# REQUIREMENT
In the material below, copy everything from the line containing "LOOKUP green tree | emit_box" down to the line containing "LOOKUP river water | emit_box", substituting "lake water" for "river water" and changing nothing else.

# DATASET
* BEGIN *

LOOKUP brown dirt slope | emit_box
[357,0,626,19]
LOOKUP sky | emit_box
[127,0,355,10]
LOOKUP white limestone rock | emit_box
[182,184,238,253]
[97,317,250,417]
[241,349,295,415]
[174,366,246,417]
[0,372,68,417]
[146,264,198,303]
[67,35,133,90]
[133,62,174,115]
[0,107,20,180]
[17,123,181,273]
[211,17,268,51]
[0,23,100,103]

* END *
* BEGIN *

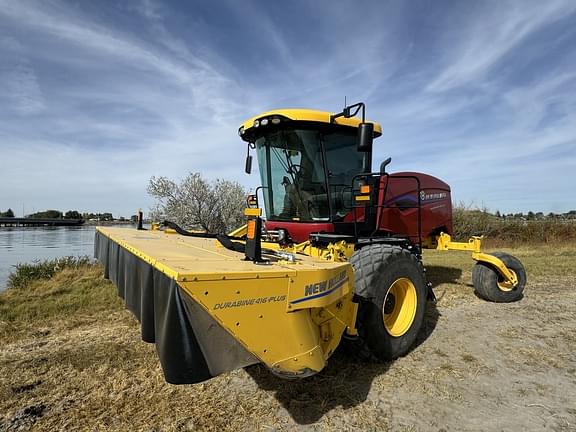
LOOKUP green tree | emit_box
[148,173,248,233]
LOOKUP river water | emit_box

* END *

# TASK OUTPUT
LOOKUP green tree | emit_box
[148,173,248,233]
LOOKUP lake water | emit_box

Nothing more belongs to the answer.